Extracto de página:
Por Pamela Biénzobas desde San Sebastián

En la primera función de prensa e industria de La voz en off en San Sebastián pude confirmar (tras haber visto un montaje avanzado pero no acabado) de que la película funciona, y muy bien. La opinión es compartida por críticos de distintos orígenes que asistieron a la proyección en el bello teatro Victoria Eugenia y posteriormente en el enorme Kursaal 1, sede principal del festival.

Pero me pregunto si funciona por sus ambiciones más radicales, o porque aquello que podría haber sido la sólida base de algo mayor pasa a ser la capa principal. Porque La voz en off seduce con su intriga, sus personajes complejos, creíbles y queribles, y el humor y humanidad que respiran las situaciones que conducen el relato. 

Pero hay otra dimensión que La voz en off esboza sin lanzarse de lleno en su exploración, y es la de la manera de narrar ese relato. Es paradójico que para algunas personas resulte el film más clásicamente narrado de Jiménez, por su linealidad cronológica, siendo que es el que más invoca una reflexión sobre las formas de contar. Pero sin darle rienda suelta.

¿Contar qué? Los cambios que sacuden a Sofía (Ingrid Isensee) a lo largo de un año. Pero más que su reciente separación, más que el regreso de su única hermana (Ana, María Siebald) a Valdivia, que su amante, casado con una amiga, o que sus dificultades laborales –la actriz, madre de dos hijos, pierde su trabajo en una tienda, consigue otro de mesera, mientras trata de proponer locuciones a distancia para las productoras de Santiago–, lo que la perturba y obsesiona es su padre. Parafraseando los argumentos que la propia Sofía le dio para explicar su separación, Manuel (Cristián Campos) le anuncia que va a dejar a su madre (Paulina García). Poco a poco, Sofía y Ana comienzan a oír rumores sobre el comportamiento de su padre –desde mujeriego hasta acosador sexual– que al parecer todo Valdivia, excepto ellas y su madre, conocía.

¿Contarlo cómo? Todo en La voz en off tiene que ver con el hecho de contar. Contar historias, contarse historias, que nos cuenten historias. Historias, que no es lo mismo que verdades. Y Sofía necesita verdades para aclarar, ordenar y poder contarse una historia definitiva. Desde el comienzo, y de manera notoria como para sentar las bases claramente, la película disocia sonido y fotografía, sobreponiendo los diálogos (en off, claro) a imágenes que pueden ser casi decorativas de objetos del entorno, o de situaciones cotidianas que a menudo crean un contraste entre la aparente ligereza y despreocupación de los encuentros familiares con la tensión de las palabras. 

María Siebald e Ingrid Isensee en La voz en off

El dispositivo no es sistemático, sino que alterna con un montaje clásico y directo. Así, más que una propuesta radical de narración, es más bien una figura de estilo que viene a puntuar regularmente el relato con disonancias bordadas con el mismo hilo que conduce toda la acción. Acción que es indudablemente el elemento central de la película, y justamente el elemento que convence a los espectadores que se dejan llevar por una trama que equilibra, en el estilo atenuado y sutil de Cristián Jiménez, drama, humor, emoción y suspenso.

Con La voz en off, el director de Ilusiones ópticas y Bonsái confirma su talento como escritor de personajes y situaciones, así como su sentido del humor. Y también confirma las ganas de explorar otras direcciones y formas que tiene su cine. Un cine que, aunque joven, está lo suficientemente maduro para poder aventurarse sin miedo por nuevas sendas.

Listado de datos:

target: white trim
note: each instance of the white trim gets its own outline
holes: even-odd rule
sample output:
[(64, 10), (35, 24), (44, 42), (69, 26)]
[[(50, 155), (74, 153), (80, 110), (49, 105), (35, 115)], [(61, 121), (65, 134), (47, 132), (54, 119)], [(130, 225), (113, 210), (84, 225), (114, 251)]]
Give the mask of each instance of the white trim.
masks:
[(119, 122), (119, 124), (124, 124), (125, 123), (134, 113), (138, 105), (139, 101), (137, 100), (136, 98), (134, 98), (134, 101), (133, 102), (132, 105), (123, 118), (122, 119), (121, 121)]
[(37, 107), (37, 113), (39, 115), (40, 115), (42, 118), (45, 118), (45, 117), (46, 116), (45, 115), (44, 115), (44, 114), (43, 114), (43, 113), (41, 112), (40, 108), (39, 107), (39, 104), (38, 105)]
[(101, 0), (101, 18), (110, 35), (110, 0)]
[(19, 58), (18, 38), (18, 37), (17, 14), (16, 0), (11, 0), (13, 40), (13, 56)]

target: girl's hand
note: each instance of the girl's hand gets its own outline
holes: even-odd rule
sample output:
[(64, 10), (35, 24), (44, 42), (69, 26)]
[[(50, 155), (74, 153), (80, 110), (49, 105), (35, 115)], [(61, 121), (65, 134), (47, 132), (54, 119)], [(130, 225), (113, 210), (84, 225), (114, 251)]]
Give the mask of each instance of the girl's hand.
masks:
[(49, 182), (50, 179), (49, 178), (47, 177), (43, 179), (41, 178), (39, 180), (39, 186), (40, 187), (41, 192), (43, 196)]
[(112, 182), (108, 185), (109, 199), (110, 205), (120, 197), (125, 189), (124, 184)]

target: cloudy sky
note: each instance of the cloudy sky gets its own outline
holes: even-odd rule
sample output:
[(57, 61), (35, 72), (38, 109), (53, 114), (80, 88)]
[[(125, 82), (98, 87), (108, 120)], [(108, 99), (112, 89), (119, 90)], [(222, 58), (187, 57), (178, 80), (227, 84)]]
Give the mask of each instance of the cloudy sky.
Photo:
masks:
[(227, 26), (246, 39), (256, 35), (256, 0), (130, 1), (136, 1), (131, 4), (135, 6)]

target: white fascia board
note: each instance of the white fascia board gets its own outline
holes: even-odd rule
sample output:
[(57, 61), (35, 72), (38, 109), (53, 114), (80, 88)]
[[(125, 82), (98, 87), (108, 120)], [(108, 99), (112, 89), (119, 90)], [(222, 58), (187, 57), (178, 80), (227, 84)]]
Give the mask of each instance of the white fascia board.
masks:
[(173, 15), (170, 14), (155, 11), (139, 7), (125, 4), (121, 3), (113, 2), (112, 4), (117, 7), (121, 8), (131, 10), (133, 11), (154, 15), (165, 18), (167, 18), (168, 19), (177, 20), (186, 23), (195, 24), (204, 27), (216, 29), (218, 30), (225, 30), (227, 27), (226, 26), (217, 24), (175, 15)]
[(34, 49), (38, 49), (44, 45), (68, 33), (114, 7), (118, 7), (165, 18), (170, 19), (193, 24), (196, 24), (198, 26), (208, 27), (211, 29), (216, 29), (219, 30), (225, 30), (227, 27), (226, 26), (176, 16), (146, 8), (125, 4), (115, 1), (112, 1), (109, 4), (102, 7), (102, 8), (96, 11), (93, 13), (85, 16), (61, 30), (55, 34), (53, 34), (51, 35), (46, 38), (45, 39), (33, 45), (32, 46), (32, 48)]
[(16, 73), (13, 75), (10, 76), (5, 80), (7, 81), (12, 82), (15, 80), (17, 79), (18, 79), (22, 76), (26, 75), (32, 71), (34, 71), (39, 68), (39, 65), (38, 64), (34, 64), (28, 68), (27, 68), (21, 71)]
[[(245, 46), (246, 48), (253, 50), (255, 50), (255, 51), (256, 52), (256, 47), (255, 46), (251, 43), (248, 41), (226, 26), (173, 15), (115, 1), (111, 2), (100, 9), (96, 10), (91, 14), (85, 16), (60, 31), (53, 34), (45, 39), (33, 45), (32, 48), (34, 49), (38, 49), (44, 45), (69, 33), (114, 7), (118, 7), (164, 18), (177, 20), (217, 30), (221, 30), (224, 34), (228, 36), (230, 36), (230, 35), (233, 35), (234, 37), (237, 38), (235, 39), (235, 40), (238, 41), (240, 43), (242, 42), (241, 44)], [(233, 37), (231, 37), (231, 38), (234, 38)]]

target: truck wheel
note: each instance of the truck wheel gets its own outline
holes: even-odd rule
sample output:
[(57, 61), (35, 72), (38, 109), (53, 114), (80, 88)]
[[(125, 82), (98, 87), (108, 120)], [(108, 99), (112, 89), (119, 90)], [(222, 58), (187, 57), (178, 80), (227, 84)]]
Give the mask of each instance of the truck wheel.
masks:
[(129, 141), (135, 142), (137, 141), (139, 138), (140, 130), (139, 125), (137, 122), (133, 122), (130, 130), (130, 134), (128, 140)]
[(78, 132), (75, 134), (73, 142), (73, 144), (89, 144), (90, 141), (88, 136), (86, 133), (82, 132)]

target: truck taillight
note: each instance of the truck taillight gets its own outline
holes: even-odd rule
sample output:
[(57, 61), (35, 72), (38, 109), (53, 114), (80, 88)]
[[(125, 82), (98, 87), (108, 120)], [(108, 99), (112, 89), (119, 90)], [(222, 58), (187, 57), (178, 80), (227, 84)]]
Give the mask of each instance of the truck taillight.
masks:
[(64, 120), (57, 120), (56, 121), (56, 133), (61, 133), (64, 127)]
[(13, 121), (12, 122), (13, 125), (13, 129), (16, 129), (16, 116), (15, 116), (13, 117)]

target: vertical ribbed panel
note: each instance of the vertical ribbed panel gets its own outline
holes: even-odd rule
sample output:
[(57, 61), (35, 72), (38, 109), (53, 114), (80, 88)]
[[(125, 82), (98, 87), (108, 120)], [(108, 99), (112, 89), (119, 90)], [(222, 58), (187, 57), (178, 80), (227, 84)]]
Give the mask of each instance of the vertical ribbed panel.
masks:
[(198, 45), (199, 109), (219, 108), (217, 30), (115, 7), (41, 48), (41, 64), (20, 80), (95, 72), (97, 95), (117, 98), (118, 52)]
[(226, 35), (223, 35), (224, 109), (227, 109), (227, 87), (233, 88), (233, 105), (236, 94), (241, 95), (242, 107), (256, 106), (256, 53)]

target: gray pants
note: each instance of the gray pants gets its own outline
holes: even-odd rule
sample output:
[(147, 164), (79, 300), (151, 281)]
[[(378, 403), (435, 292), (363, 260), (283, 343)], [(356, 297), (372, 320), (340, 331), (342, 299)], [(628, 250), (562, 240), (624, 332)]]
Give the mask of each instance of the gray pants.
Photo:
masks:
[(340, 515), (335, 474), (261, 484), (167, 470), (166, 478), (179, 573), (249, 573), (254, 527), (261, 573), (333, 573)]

Indicaciones: Copia sin cambios el fragmento de la reseña sobre La voz en off que empieza con las palabras "María Siebald e" y termina con "emoción y suspenso.".

Respuesta del ejercicio:
María Siebald e Ingrid Isensee en La voz en off

El dispositivo no es sistemático, sino que alterna con un montaje clásico y directo. Así, más que una propuesta radical de narración, es más bien una figura de estilo que viene a puntuar regularmente el relato con disonancias bordadas con el mismo hilo que conduce toda la acción. Acción que es indudablemente el elemento central de la película, y justamente el elemento que convence a los espectadores que se dejan llevar por una trama que equilibra, en el estilo atenuado y sutil de Cristián Jiménez, drama, humor, emoción y suspenso.